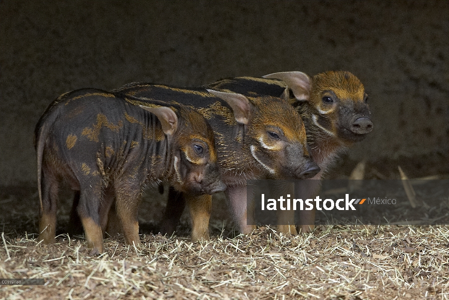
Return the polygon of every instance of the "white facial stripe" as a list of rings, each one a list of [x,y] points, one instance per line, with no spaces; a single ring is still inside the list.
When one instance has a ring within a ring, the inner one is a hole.
[[[312,120],[313,120],[313,122],[315,124],[315,125],[316,125],[317,126],[318,126],[318,127],[321,128],[322,130],[323,130],[324,132],[325,132],[326,133],[327,133],[327,134],[328,134],[330,136],[334,136],[335,135],[331,132],[330,132],[329,130],[328,130],[326,128],[324,128],[324,127],[323,127],[322,126],[321,126],[321,125],[320,125],[318,124],[318,118],[317,118],[316,116],[315,116],[315,114],[312,114]]]
[[[263,162],[261,162],[260,160],[259,160],[257,158],[257,156],[256,156],[256,151],[255,151],[256,146],[254,146],[254,145],[251,145],[251,146],[250,146],[249,148],[251,151],[251,154],[252,154],[253,157],[254,158],[255,160],[257,160],[257,162],[259,164],[262,164],[262,166],[263,167],[264,167],[264,168],[267,169],[267,170],[268,170],[268,172],[270,172],[270,173],[271,173],[272,174],[274,174],[276,173],[276,172],[275,172],[275,170],[273,170],[272,168],[270,168],[269,166],[267,166],[266,164],[264,164]]]
[[[259,142],[260,142],[261,146],[265,148],[265,149],[268,149],[269,150],[272,150],[273,149],[277,149],[278,148],[276,146],[269,146],[265,142],[264,142],[263,138],[262,138],[262,136],[259,137]]]
[[[317,110],[318,111],[318,112],[319,112],[321,114],[329,114],[329,112],[331,112],[334,111],[334,110],[323,110],[320,108],[317,108]]]

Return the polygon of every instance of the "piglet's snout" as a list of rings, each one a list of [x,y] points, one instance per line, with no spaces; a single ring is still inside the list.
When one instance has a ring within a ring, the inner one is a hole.
[[[373,130],[373,122],[367,116],[356,119],[351,124],[351,131],[358,134],[368,134]]]

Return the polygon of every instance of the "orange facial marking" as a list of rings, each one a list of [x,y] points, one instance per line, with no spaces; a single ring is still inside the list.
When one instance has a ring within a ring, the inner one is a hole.
[[[342,100],[364,100],[365,88],[353,74],[344,71],[329,71],[313,77],[313,90],[317,92],[332,90]]]

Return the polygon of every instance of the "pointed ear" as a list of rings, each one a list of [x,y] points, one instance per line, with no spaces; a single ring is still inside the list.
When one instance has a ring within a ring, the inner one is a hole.
[[[149,108],[139,105],[139,106],[156,115],[162,126],[162,130],[166,134],[173,134],[178,128],[178,117],[170,108],[160,106]]]
[[[308,101],[310,97],[312,82],[309,76],[299,71],[279,72],[262,76],[269,79],[282,80],[293,92],[295,98],[299,101]]]
[[[251,107],[248,98],[242,94],[235,92],[217,92],[213,90],[208,90],[207,92],[223,99],[229,104],[237,122],[242,124],[248,124]]]

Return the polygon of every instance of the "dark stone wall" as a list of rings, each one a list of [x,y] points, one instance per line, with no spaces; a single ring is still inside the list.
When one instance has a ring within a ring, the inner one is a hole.
[[[358,76],[369,161],[449,153],[447,1],[0,2],[0,186],[35,182],[35,124],[61,94],[133,81],[332,70]]]

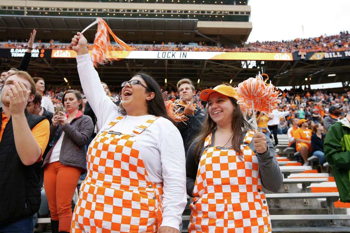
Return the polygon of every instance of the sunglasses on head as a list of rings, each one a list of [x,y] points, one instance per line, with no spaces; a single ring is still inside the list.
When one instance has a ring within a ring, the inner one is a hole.
[[[126,85],[126,83],[128,83],[130,85],[136,85],[136,84],[141,85],[142,87],[146,88],[146,89],[148,91],[150,92],[152,92],[151,90],[150,90],[149,89],[148,89],[148,88],[147,87],[142,84],[142,82],[140,82],[140,81],[138,80],[137,79],[134,79],[133,80],[131,80],[130,81],[125,81],[125,82],[124,82],[122,83],[121,83],[121,85],[120,86],[122,88],[124,87],[125,86],[125,85]]]

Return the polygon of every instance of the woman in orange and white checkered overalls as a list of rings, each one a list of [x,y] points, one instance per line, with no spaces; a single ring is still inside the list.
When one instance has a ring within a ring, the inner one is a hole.
[[[88,148],[71,231],[178,233],[187,203],[184,150],[159,86],[139,73],[122,84],[117,107],[104,91],[87,43],[81,35],[72,39],[82,86],[101,129]]]
[[[231,86],[204,90],[200,97],[209,108],[186,158],[187,192],[194,197],[189,232],[271,232],[262,183],[276,192],[283,180],[273,146],[247,129]]]

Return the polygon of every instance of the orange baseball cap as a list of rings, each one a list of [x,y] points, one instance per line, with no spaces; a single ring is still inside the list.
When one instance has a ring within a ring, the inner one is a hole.
[[[298,122],[298,125],[300,125],[304,122],[306,122],[308,121],[309,121],[309,119],[301,119],[299,120],[299,121]]]
[[[229,97],[234,98],[236,100],[238,100],[239,97],[238,94],[233,87],[230,86],[227,86],[224,84],[222,84],[217,86],[212,89],[208,89],[203,90],[201,93],[200,98],[202,100],[205,101],[208,101],[209,96],[214,92],[218,92],[224,95],[226,95]]]

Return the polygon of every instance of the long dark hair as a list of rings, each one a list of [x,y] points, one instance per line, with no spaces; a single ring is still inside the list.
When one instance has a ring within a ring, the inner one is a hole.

====================

(Description of the task) Please retype the whole listing above word for word, leaving out the pictures.

(Written answer)
Return the polygon of every instance of the "white facial stripe" as a list of rings, each one a list of [x,y] points, one instance per line, with no spaces; a single ring is still inside the list.
When one instance has a ring within a ring, the inner one is a hole.
[[[312,120],[313,120],[313,122],[315,124],[315,125],[316,125],[317,126],[318,126],[318,127],[321,128],[322,130],[323,130],[324,132],[325,132],[326,133],[327,133],[327,134],[328,134],[330,136],[334,136],[335,135],[331,132],[330,132],[329,130],[328,130],[326,128],[324,128],[324,127],[323,127],[322,126],[321,126],[321,125],[320,125],[318,124],[318,118],[317,118],[316,116],[315,116],[315,114],[312,114]]]
[[[263,162],[261,162],[260,160],[259,160],[257,158],[257,156],[256,156],[256,151],[255,151],[256,146],[254,146],[254,145],[251,145],[251,146],[250,146],[249,148],[251,151],[251,154],[252,154],[253,157],[254,158],[255,160],[257,160],[257,162],[259,164],[262,164],[262,166],[263,167],[264,167],[264,168],[267,169],[267,170],[268,170],[268,172],[270,172],[270,173],[271,173],[272,174],[274,174],[276,173],[276,172],[275,172],[275,170],[273,170],[272,168],[270,168],[269,166],[267,166],[266,164],[264,164]]]
[[[259,142],[260,142],[261,146],[265,148],[265,149],[268,149],[269,150],[272,150],[273,149],[277,149],[278,148],[276,146],[269,146],[265,142],[264,142],[263,138],[262,138],[262,136],[259,137]]]
[[[317,110],[318,111],[318,112],[319,112],[321,114],[329,114],[329,112],[331,112],[334,111],[334,110],[323,110],[320,108],[317,108]]]

Return the polygon of every instance of the "piglet's snout" as a list of rings, each one a list of [x,y] points, one instance per line, with no spaces; a single ring is still inside the list.
When one instance has a ring within a ring, the inner one is a hole.
[[[373,130],[373,122],[367,116],[356,119],[351,124],[351,131],[358,134],[368,134]]]

Return the polygon of every instance of the "orange facial marking" as a list of rings, each one a list of [x,y] points, one instance per line, with no spaces; a single ring is still inside the list.
When one instance has a ring within a ring, the inner one is a hole.
[[[342,100],[364,100],[365,88],[353,74],[344,71],[329,71],[313,77],[313,90],[317,92],[332,90]]]

Return the polygon of every instance of the "pointed ear" as a list of rings, each one a list of [x,y] points, one instance per line, with no spaces; a single ring is still inside the list.
When one instance has a ring within a ring, the inner one is a hole.
[[[149,108],[139,105],[139,106],[156,115],[162,126],[162,130],[166,134],[173,134],[178,128],[178,117],[170,108],[160,106]]]
[[[308,101],[310,97],[312,82],[309,76],[299,71],[279,72],[262,76],[269,79],[282,80],[293,92],[295,98],[299,101]]]
[[[251,107],[248,98],[242,94],[235,92],[217,92],[213,90],[208,90],[207,92],[223,99],[229,104],[237,122],[242,124],[248,124]]]

Return the polygon of every instance of the "dark stone wall" as a list of rings, each one a list of [x,y] points, one instance per line, with no spaces; a single ring is still inside the list.
When one instance has a ring within a ring, the inner one is a hole.
[[[358,76],[369,161],[449,153],[447,1],[0,2],[0,186],[35,182],[35,124],[61,94],[133,81],[332,70]]]

Return the polygon of every instance of the sunglasses on head as a list of rings, each one a list of [x,y] points, one instance per line, with no spaces; a single ring is still inside the list.
When one instance has a ring within a ring, the inner one is a hole.
[[[126,85],[126,83],[128,83],[130,85],[136,85],[136,84],[141,85],[142,87],[146,88],[146,89],[148,91],[150,92],[152,92],[151,90],[150,90],[149,89],[148,89],[148,88],[147,87],[142,84],[142,82],[140,82],[140,81],[138,80],[137,79],[134,79],[133,80],[131,80],[130,81],[125,81],[125,82],[124,82],[122,83],[121,83],[121,85],[120,86],[122,88],[124,87],[125,86],[125,85]]]

Return the polygon of every instance of the woman in orange and white checkered overalls as a list of rings, each one a list of [x,y] points, one instance per line, with no spaces; a single ring is still inside the list.
When one instance has a ring within a ring, the inner one is a hole.
[[[88,148],[71,231],[178,233],[187,203],[184,150],[159,86],[139,73],[122,84],[117,107],[104,91],[87,43],[81,35],[72,39],[82,86],[101,129]]]
[[[231,86],[204,90],[200,97],[209,108],[186,158],[187,192],[194,197],[189,232],[271,232],[262,183],[276,192],[283,180],[273,146],[247,129]]]

Return the polygon of every instance of the orange baseball cap as a list of rings, each one a list of [x,y] points, one instance per line, with no spaces; a single ring is still inside the list.
When one instance has a ring within a ring, the inner one is a hole.
[[[298,122],[298,125],[300,125],[304,122],[306,122],[308,121],[309,121],[309,119],[301,119],[299,120],[299,121]]]
[[[229,97],[234,98],[236,100],[238,100],[239,97],[238,94],[233,87],[230,86],[227,86],[224,84],[222,84],[217,86],[212,89],[208,89],[203,90],[201,93],[200,98],[202,100],[205,101],[208,101],[209,96],[214,92],[218,92],[224,95],[226,95]]]

Return the polygon of every instance of the long dark hair as a list of rings, each one a list of [x,y] points, one instance per line, with no spaces; a single ring is still inside the list.
When one instance has a ring within a ring, the inner one is a hole.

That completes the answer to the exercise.